_REQUIREMENTS_
- A) In the 5K blog post, what is the writer's typical resting heart rate?
- B) Return the stretch of the 5K blog post from "On Wednesday morning, I" through "taking more vitamins.".
- C) Summarize the 5K blog post in two sentences.

_QUOTED TEXT_
# # # #

Saturday, February 10, 2018

Kiss My Asphalt 5K

After missing my sub-20:00 5K goal by a fair bit on New Year's Day, I decided to make another attempt at breaking the barrier.

Based on my spring race schedule, this weekend was the best option. Races in February are slim pickings, and not really PR courses, so I found one in Fredricksburg (about an hour south) that seemed like it would be a good candidate for sub-20. The elevation profile on MapMyRun made the course appear like it was gently rolling the whole time with no major climbs. Even though the race would be small, the course was USATF certified.

MapMyRun elevation profile

On Wednesday morning, I woke up feeling abnormally tired and not like my peppy self. I observed that my resting heart rate (which I track with my FitBit) had been on the upswing for the past few days and was now at an all-time high of 50 bpm. Typically it's around 45. With the flu going around, I made sure to be extra careful about coming into contact with germs, started drinking more water, and taking more vitamins.

# # # #

[Image point annotation records]
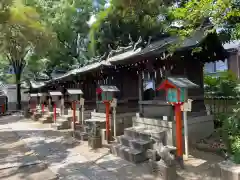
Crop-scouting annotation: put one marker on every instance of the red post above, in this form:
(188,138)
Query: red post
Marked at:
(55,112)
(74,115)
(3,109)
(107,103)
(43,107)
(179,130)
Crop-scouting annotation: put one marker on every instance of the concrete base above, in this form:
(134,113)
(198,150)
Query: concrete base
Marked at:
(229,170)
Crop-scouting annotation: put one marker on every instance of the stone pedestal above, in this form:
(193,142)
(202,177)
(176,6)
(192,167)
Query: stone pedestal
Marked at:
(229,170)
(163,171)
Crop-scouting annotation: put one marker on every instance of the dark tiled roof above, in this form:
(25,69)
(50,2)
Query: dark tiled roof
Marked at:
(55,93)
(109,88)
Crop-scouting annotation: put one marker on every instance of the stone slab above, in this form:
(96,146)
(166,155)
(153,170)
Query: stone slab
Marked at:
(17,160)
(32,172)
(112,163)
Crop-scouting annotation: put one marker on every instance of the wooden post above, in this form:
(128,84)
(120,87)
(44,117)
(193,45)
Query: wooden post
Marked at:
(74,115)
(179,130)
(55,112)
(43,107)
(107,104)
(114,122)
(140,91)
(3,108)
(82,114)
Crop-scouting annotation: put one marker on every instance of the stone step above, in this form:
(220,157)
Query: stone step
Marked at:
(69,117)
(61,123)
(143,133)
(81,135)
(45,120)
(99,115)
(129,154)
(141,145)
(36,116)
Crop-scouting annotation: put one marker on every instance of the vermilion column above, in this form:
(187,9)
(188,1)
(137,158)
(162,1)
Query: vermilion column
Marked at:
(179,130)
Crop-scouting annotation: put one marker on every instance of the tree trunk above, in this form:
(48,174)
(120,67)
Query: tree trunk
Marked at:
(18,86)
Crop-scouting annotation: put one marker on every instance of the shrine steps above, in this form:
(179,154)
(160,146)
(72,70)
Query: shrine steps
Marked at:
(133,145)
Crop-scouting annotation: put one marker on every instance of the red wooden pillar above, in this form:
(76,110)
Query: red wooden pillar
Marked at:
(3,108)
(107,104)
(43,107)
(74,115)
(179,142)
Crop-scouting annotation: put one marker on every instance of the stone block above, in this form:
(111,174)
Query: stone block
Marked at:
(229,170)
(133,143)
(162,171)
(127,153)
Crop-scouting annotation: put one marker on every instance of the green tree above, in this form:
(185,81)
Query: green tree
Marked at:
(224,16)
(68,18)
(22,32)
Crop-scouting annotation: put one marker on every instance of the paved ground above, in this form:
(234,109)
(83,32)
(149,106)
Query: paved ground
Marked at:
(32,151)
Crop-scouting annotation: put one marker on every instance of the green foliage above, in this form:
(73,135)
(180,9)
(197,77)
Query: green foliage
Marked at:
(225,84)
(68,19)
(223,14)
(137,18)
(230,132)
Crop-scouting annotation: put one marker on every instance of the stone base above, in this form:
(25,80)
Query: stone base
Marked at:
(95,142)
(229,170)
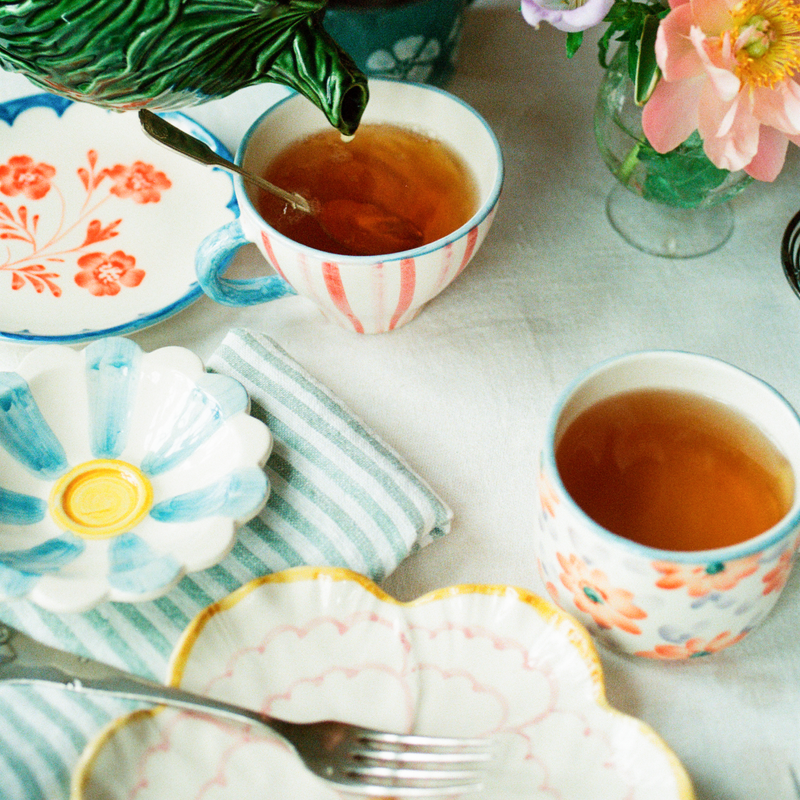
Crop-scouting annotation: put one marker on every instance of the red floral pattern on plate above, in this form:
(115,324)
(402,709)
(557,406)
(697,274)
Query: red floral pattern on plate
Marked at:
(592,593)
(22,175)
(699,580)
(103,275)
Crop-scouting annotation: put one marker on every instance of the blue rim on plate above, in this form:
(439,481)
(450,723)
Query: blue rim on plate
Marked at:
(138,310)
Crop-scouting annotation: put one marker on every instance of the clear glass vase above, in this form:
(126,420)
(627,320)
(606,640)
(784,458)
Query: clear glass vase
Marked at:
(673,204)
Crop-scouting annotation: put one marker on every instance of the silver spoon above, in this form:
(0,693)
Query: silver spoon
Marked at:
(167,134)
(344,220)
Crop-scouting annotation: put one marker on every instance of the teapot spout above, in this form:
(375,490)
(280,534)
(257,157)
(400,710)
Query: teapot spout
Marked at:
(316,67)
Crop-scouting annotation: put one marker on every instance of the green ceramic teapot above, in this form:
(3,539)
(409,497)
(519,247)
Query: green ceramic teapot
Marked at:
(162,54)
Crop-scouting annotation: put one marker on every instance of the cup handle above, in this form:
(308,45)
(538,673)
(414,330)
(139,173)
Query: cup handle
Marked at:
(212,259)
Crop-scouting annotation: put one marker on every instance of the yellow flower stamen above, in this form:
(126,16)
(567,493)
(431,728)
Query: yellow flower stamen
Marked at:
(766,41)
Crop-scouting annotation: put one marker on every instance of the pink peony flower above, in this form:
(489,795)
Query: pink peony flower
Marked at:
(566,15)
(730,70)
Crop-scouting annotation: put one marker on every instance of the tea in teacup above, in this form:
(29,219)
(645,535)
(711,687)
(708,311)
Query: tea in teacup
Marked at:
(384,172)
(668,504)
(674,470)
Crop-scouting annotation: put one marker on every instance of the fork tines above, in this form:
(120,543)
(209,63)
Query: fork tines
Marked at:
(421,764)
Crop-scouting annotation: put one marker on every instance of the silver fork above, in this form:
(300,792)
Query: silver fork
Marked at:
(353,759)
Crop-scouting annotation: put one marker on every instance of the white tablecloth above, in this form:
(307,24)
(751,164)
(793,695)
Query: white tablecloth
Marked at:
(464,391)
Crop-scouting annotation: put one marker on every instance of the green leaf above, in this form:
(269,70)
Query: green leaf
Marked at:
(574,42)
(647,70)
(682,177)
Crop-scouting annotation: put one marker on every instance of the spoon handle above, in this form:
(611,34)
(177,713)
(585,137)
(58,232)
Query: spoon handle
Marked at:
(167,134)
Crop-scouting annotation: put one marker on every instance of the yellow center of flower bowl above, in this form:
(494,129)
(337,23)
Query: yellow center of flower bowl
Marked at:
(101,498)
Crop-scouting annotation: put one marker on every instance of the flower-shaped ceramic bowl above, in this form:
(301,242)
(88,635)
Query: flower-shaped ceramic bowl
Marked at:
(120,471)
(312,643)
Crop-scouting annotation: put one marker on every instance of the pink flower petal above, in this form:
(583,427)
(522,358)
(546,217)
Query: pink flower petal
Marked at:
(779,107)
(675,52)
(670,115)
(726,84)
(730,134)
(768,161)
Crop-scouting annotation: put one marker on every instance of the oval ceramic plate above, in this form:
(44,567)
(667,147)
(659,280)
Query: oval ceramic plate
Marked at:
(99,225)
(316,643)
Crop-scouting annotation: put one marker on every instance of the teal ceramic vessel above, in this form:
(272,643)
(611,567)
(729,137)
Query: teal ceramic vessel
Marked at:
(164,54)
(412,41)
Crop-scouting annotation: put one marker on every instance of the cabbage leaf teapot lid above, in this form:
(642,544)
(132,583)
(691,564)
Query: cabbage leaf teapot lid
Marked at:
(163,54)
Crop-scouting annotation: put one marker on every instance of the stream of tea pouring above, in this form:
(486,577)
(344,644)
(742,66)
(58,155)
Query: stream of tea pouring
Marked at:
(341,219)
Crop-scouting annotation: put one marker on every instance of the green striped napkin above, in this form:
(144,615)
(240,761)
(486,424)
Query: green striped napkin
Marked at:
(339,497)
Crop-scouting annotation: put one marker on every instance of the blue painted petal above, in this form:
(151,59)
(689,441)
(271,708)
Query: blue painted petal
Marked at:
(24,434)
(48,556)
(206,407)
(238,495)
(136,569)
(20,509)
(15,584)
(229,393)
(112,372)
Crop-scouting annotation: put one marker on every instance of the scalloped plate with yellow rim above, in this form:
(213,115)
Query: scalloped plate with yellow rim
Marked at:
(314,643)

# # # #

_FINAL RESULTS_
- A) Around 45 bpm.

- B)
On Wednesday morning, I woke up feeling abnormally tired and not like my peppy self. I observed that my resting heart rate (which I track with my FitBit) had been on the upswing for the past few days and was now at an all-time high of 50 bpm. Typically it's around 45. With the flu going around, I made sure to be extra careful about coming into contact with germs, started drinking more water, and taking more vitamins.

- C) After missing a sub-20:00 5K goal on New Year's Day, the writer chose a small but USATF-certified February race in Fredricksburg whose course appeared gently rolling with no major climbs. On Wednesday morning the writer woke up abnormally tired with a resting heart rate at an all-time high of 50 bpm and, with the flu going around, took precautions such as avoiding germs, drinking more water and taking more vitamins.